- _What you need to do_
Retype the lines from the first one in the records down to the line containing "positive clicks: (57, 55) (62, 47)", counting both, and leave out any pictures.

- _Source records_
——

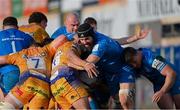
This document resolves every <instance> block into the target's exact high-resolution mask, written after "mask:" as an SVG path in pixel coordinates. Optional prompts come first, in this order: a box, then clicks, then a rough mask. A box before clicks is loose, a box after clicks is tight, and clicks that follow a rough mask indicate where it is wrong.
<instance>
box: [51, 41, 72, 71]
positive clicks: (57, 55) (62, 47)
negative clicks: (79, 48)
mask: <svg viewBox="0 0 180 110" xmlns="http://www.w3.org/2000/svg"><path fill="white" fill-rule="evenodd" d="M72 44H73V43H72V42H66V43H65V44H63V45H62V46H60V47H59V48H58V49H57V50H56V53H55V55H54V58H53V62H52V73H53V72H54V71H56V70H57V69H58V68H59V67H60V66H64V65H65V66H67V63H68V59H69V58H68V56H67V52H68V51H69V49H70V48H71V46H72Z"/></svg>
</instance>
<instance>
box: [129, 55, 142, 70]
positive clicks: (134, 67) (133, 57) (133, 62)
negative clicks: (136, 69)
mask: <svg viewBox="0 0 180 110" xmlns="http://www.w3.org/2000/svg"><path fill="white" fill-rule="evenodd" d="M130 64H131V65H132V66H133V67H134V68H140V67H141V55H140V53H137V54H136V55H134V56H133V58H132V61H131V63H130Z"/></svg>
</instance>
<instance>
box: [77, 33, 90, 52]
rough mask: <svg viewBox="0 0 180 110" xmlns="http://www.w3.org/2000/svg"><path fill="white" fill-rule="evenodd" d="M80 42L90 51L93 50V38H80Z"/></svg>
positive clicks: (89, 37)
mask: <svg viewBox="0 0 180 110" xmlns="http://www.w3.org/2000/svg"><path fill="white" fill-rule="evenodd" d="M79 42H80V44H82V45H84V46H85V47H86V48H87V49H88V50H91V49H92V47H93V38H92V37H91V36H89V37H83V38H79Z"/></svg>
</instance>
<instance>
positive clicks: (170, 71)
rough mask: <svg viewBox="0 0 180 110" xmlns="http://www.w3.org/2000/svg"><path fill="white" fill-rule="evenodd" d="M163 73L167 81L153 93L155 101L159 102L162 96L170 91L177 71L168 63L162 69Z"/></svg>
mask: <svg viewBox="0 0 180 110" xmlns="http://www.w3.org/2000/svg"><path fill="white" fill-rule="evenodd" d="M161 74H162V75H163V76H165V77H166V78H165V82H164V85H163V86H162V88H161V89H160V90H159V91H157V92H156V93H155V94H154V95H153V97H152V101H153V102H158V101H159V100H160V99H161V97H162V96H163V95H164V94H165V93H167V92H168V91H169V89H170V88H171V87H172V86H173V84H174V82H175V80H176V73H175V71H174V70H173V69H172V68H171V67H170V66H169V65H166V66H165V67H164V68H163V70H161Z"/></svg>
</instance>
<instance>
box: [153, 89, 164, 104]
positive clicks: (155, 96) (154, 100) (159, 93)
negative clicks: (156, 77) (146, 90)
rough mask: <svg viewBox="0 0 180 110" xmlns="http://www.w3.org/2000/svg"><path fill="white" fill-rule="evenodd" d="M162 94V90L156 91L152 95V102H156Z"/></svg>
mask: <svg viewBox="0 0 180 110" xmlns="http://www.w3.org/2000/svg"><path fill="white" fill-rule="evenodd" d="M163 95H164V92H163V91H157V92H156V93H155V94H154V95H153V97H152V102H156V103H157V102H158V101H159V100H160V99H161V97H162V96H163Z"/></svg>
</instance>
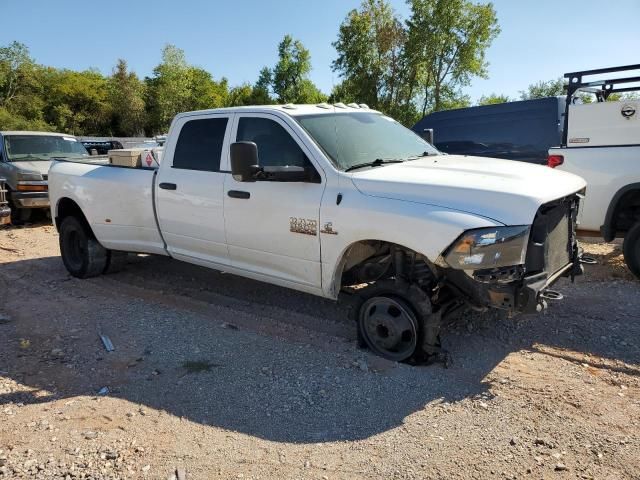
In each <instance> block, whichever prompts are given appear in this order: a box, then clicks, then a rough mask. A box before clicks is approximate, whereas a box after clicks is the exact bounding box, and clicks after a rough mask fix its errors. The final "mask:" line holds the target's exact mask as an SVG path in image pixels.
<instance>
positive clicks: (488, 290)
mask: <svg viewBox="0 0 640 480" xmlns="http://www.w3.org/2000/svg"><path fill="white" fill-rule="evenodd" d="M576 252H577V249H576ZM582 272H583V267H582V264H581V261H580V257H579V255H578V254H577V253H576V255H575V256H574V257H573V258H572V259H571V262H570V263H568V264H566V265H565V266H563V267H562V268H561V269H560V270H558V271H556V272H554V273H553V274H548V273H547V272H542V273H538V274H534V275H530V276H525V277H524V278H522V279H521V280H517V281H512V282H506V283H492V282H487V283H485V282H479V281H477V280H475V279H473V278H472V277H470V276H468V275H467V274H466V273H464V272H462V271H459V270H449V271H448V272H446V274H445V283H446V284H447V285H448V286H449V287H450V288H452V289H453V290H454V291H455V292H456V293H457V295H458V296H461V297H463V298H464V299H465V300H466V301H467V303H468V304H470V305H471V306H472V307H475V308H476V309H487V308H495V309H499V310H506V311H509V312H511V313H524V314H528V313H537V312H540V311H541V310H543V309H544V308H545V307H546V302H545V301H544V298H543V297H544V295H545V292H546V291H547V290H549V289H550V288H551V286H552V285H553V284H554V283H556V282H557V281H558V280H559V279H560V278H563V277H574V276H578V275H581V274H582Z"/></svg>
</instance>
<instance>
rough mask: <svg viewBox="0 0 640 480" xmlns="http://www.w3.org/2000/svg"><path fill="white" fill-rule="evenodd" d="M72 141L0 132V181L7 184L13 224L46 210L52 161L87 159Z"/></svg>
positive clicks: (54, 136) (55, 134) (48, 199)
mask: <svg viewBox="0 0 640 480" xmlns="http://www.w3.org/2000/svg"><path fill="white" fill-rule="evenodd" d="M88 155H89V153H88V152H87V149H86V148H85V147H84V146H83V145H82V143H80V142H79V141H78V140H77V139H76V138H75V137H73V136H71V135H65V134H62V133H50V132H9V131H3V132H0V178H4V179H5V180H6V185H7V190H8V192H7V196H8V201H9V204H10V206H11V209H12V211H13V220H14V222H15V221H19V222H24V221H28V220H29V218H30V217H31V212H32V211H33V209H37V208H40V209H48V208H49V191H48V183H47V180H48V174H49V167H50V166H51V160H52V159H53V158H66V159H78V158H82V157H87V156H88Z"/></svg>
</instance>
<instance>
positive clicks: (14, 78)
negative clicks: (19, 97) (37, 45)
mask: <svg viewBox="0 0 640 480" xmlns="http://www.w3.org/2000/svg"><path fill="white" fill-rule="evenodd" d="M32 68H33V60H32V59H31V57H30V56H29V49H28V48H27V47H26V45H24V44H22V43H19V42H12V43H11V44H10V45H9V46H7V47H0V106H2V107H7V106H8V105H9V104H10V103H11V101H12V100H13V99H14V98H15V97H16V96H17V95H19V94H20V93H21V91H23V89H24V87H25V84H26V83H27V82H28V77H29V75H30V74H31V70H32Z"/></svg>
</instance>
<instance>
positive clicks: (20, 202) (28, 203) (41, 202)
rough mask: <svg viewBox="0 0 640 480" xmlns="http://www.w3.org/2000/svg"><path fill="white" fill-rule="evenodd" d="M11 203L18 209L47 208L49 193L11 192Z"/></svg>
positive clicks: (48, 199) (48, 198) (48, 203)
mask: <svg viewBox="0 0 640 480" xmlns="http://www.w3.org/2000/svg"><path fill="white" fill-rule="evenodd" d="M11 202H12V203H13V204H14V205H15V206H16V207H18V208H49V192H11Z"/></svg>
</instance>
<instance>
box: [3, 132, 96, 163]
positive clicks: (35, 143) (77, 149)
mask: <svg viewBox="0 0 640 480" xmlns="http://www.w3.org/2000/svg"><path fill="white" fill-rule="evenodd" d="M4 144H5V148H6V150H7V156H8V157H9V161H10V162H19V161H22V160H51V159H52V158H53V157H58V158H60V157H62V158H69V157H72V158H77V157H81V156H87V155H88V154H89V153H88V152H87V149H86V148H84V146H83V145H82V144H81V143H80V142H78V141H77V140H76V139H75V138H73V137H65V136H59V137H58V136H53V135H8V136H6V137H4Z"/></svg>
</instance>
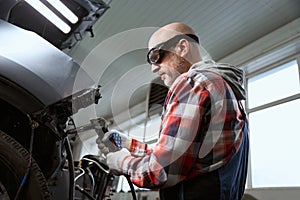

——

- _Answer area_
This document resolves every <instance> block into the target's exact high-resolution mask, written after "mask:" as an SVG path in pixel coordinates. Optional prompts come first, in this order: a box, then clicks, then a rough mask. A box before clicks is loose, a box after clicks is tight, and clicks that follow a rough mask indicate where it is wrong.
<instance>
box: [51, 41, 72, 71]
positive clicks: (57, 55) (62, 47)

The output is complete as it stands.